From the S_Traits album review below, reproduce word for word the passage from "John Supko And" to "is all about.".

§ Selected extract:

- - -

John Supko And Bill Seaman: S_Traits
This is chance over method: a real post-industrial display of art born out of an immediate flow of ideas, immortalised onto a disk, assembled by the very negation of art that is genuine calculus and roughly adjusted by man
One should never inconvenience Socrates when discussing the whats and hows of electronic music. One should always refrain from making reference to the allegedly enduring nature of music because, after all, unlike “sound”, a tune is a filthy product of mere reworking of the truth. The word “imitation” springs to mind, instantly denying the purity of art, demolishing the elegance of inspiration. Is therefore real music inherently non-determinist? If it goes full-circle to return to the state of “sound”, it undeniably is. And this is exactly what “s_traits” is all about.
When composer John Supko met media artist Bill Seaman in 2011, they had barely any time to talk at all, I imagine. Or at least they wasted little time expressing themselves in ways other that the ones of their 110 hours of assorted sounds, noises, ideas, feelings, meanings and values. This gigantic database was a timeless, elegantly chaotic assembly of trunked interpretations of vaguely coherent harmonic substances. Not enough to put an album together, way too much to come up with an intelligible work of craft.
What they did, therefore, was let the software pick and choose, organise and smoothen sonic chaos to turn it into a steady cosmos which had nothing to do with reason but lots in common with the hyper uranium these ideas came from. The resulting work is musical pornographia: an unmediated output that is so sincerely clueless that it appears raw and defenceless. Alas, this is where the magic ends and method takes charge of the project. Supko and Seaman decided to rework the first drafts generated by the computer to make them more organically erotic. Did it work? The loss of this computer-generated spontaneity can be certainly heard in echoes of Brian Eno’s Plateaux of Mirror here (“The Angle of the Lips”) and there (“Chance and Change Motioning”) but, overall, the organic flow is mostly absent or indeed very discreet, at best. Even when bits and pieces of Stockhausen and Ligeti merge on a tune like “In Flight”. Nothing is under control; everything is.

- - -

§ Information supplied:

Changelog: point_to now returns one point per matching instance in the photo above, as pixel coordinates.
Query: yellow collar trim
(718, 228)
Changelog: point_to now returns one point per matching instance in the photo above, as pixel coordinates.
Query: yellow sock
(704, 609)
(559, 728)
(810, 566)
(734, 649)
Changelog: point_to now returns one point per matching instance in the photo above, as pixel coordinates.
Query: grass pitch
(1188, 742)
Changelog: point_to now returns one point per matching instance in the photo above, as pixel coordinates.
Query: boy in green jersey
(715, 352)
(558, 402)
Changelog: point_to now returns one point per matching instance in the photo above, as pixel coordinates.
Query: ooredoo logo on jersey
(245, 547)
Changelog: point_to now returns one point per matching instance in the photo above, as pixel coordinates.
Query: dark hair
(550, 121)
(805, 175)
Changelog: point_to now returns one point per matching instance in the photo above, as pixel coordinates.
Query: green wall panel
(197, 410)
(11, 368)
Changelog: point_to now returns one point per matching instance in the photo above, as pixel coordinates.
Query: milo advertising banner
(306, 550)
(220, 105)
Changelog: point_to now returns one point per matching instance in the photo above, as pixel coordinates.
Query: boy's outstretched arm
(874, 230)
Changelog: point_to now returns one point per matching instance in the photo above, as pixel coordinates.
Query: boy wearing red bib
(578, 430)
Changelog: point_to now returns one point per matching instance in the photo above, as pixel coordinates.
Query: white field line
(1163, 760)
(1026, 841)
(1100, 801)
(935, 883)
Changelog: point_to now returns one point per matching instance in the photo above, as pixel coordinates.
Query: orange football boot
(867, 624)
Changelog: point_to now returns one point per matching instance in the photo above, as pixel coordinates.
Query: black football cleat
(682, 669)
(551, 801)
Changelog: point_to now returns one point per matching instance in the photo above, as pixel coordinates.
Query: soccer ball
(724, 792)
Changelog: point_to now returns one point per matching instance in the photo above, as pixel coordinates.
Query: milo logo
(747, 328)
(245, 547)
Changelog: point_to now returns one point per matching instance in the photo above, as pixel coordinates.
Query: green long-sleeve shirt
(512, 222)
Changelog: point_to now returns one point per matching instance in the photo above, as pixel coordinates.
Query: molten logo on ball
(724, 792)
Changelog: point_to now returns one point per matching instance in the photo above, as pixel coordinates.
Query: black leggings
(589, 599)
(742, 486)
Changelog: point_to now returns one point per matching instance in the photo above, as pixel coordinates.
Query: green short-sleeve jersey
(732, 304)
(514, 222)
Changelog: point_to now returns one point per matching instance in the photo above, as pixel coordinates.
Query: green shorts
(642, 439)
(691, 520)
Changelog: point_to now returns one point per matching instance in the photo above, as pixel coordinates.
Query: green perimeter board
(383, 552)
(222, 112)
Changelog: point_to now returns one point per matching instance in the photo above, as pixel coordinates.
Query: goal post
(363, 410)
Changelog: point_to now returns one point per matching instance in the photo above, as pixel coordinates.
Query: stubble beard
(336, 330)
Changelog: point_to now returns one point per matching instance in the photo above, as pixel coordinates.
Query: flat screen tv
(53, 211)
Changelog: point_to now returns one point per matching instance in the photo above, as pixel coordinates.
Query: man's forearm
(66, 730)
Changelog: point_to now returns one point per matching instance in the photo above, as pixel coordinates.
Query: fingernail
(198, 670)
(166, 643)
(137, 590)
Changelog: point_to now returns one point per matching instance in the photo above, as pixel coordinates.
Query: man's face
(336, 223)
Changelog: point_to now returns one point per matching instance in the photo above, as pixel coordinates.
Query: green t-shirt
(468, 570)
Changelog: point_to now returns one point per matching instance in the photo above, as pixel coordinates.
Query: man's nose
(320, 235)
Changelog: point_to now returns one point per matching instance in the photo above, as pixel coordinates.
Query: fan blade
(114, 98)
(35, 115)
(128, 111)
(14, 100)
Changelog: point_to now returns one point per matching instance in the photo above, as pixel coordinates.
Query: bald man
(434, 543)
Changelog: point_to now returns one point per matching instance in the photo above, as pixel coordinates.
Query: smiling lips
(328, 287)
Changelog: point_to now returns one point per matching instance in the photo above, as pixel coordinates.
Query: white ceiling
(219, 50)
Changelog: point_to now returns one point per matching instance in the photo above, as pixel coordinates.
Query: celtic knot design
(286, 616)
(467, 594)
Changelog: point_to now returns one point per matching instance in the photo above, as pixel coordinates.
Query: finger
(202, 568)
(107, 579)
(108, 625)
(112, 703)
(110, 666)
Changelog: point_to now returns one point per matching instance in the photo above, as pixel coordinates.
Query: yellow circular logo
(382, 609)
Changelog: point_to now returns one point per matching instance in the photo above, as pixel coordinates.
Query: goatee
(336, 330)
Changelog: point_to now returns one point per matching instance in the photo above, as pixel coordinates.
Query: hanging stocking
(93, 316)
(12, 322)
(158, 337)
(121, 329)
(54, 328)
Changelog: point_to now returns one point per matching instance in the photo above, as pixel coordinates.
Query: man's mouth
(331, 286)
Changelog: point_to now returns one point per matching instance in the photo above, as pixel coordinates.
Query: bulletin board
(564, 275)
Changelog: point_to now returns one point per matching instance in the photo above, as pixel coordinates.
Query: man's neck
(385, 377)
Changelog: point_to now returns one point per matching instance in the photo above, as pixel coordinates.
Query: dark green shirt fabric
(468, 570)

- - -

§ Task solution:
John Supko And Bill Seaman: S_Traits
This is chance over method: a real post-industrial display of art born out of an immediate flow of ideas, immortalised onto a disk, assembled by the very negation of art that is genuine calculus and roughly adjusted by man
One should never inconvenience Socrates when discussing the whats and hows of electronic music. One should always refrain from making reference to the allegedly enduring nature of music because, after all, unlike “sound”, a tune is a filthy product of mere reworking of the truth. The word “imitation” springs to mind, instantly denying the purity of art, demolishing the elegance of inspiration. Is therefore real music inherently non-determinist? If it goes full-circle to return to the state of “sound”, it undeniably is. And this is exactly what “s_traits” is all about.